- [TO DO]: Count every line of the listing where the string "bridge" occurs, and reply with the count alone.

- [SUPPLIED ENTRIES]:
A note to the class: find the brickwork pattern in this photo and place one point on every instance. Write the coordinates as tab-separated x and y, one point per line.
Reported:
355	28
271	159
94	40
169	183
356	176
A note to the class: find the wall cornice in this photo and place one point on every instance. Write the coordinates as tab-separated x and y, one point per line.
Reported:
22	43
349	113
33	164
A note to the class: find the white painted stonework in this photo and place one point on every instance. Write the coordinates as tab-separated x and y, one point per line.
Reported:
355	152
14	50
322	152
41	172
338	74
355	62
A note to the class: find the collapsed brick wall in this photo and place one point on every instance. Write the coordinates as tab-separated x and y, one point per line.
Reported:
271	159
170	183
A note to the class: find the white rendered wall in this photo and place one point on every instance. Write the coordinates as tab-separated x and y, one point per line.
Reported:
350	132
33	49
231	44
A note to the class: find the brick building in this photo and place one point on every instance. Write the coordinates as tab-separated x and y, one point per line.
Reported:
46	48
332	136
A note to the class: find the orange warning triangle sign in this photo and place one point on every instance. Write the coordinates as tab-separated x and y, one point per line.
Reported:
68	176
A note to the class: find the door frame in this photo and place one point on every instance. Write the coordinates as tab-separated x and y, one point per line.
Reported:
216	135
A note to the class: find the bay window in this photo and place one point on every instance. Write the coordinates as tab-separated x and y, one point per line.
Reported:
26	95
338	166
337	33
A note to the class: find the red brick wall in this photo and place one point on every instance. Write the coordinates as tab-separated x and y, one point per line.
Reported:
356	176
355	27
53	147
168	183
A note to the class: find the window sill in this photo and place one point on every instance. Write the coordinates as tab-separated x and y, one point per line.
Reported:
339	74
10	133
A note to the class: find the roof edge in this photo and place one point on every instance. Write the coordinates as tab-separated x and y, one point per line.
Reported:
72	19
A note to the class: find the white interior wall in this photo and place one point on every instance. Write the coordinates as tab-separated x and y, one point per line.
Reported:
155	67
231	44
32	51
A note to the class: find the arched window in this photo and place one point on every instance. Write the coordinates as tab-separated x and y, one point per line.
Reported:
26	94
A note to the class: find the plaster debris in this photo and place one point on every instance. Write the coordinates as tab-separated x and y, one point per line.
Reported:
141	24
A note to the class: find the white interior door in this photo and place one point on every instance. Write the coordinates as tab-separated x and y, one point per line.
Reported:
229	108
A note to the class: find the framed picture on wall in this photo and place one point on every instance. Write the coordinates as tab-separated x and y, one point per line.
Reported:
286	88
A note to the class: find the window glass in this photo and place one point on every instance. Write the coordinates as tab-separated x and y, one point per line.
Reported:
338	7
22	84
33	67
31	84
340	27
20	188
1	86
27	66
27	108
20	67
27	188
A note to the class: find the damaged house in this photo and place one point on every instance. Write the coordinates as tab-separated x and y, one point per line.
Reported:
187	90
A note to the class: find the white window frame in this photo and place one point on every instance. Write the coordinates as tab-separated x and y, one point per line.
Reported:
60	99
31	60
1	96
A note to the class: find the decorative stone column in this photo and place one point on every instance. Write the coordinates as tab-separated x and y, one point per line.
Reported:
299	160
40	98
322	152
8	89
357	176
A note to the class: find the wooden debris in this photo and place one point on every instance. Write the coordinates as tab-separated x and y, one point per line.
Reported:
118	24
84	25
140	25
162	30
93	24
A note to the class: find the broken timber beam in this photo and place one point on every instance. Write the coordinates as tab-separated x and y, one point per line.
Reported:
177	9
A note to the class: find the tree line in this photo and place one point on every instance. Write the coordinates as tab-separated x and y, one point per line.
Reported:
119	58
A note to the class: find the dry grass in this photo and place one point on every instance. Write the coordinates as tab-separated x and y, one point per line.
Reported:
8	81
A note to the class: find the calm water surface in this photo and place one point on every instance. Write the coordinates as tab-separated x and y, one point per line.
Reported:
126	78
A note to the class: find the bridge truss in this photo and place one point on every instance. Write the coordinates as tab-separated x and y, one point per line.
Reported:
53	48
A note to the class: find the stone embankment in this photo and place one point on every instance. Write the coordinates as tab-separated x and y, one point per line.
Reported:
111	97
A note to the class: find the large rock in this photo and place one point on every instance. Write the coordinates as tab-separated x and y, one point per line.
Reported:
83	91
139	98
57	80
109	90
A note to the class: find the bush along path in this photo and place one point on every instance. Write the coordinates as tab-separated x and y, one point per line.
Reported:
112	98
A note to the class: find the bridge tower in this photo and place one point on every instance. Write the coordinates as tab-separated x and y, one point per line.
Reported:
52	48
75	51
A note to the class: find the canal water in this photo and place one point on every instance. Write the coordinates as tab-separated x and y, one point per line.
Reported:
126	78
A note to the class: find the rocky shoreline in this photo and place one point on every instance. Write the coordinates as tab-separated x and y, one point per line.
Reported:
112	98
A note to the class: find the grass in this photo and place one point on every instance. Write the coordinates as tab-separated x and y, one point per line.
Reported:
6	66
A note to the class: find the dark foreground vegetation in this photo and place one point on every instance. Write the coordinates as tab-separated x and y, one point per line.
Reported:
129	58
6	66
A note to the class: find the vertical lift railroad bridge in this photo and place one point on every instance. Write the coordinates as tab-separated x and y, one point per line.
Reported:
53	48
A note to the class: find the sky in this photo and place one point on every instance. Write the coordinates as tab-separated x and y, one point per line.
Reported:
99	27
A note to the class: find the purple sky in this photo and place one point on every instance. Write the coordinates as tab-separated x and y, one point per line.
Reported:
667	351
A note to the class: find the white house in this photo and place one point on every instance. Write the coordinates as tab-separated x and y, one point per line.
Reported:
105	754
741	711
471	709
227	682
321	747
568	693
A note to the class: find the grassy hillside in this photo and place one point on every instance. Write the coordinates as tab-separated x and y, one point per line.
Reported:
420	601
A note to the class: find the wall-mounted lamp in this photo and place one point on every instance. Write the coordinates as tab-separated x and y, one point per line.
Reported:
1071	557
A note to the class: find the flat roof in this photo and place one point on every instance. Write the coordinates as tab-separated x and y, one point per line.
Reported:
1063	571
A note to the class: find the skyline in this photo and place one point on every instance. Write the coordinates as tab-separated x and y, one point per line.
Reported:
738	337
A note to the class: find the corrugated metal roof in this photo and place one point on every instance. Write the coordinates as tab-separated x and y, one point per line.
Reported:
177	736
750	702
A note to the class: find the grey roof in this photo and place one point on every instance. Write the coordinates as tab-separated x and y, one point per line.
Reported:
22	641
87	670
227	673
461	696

- [THE COMPLETED TASK]: 3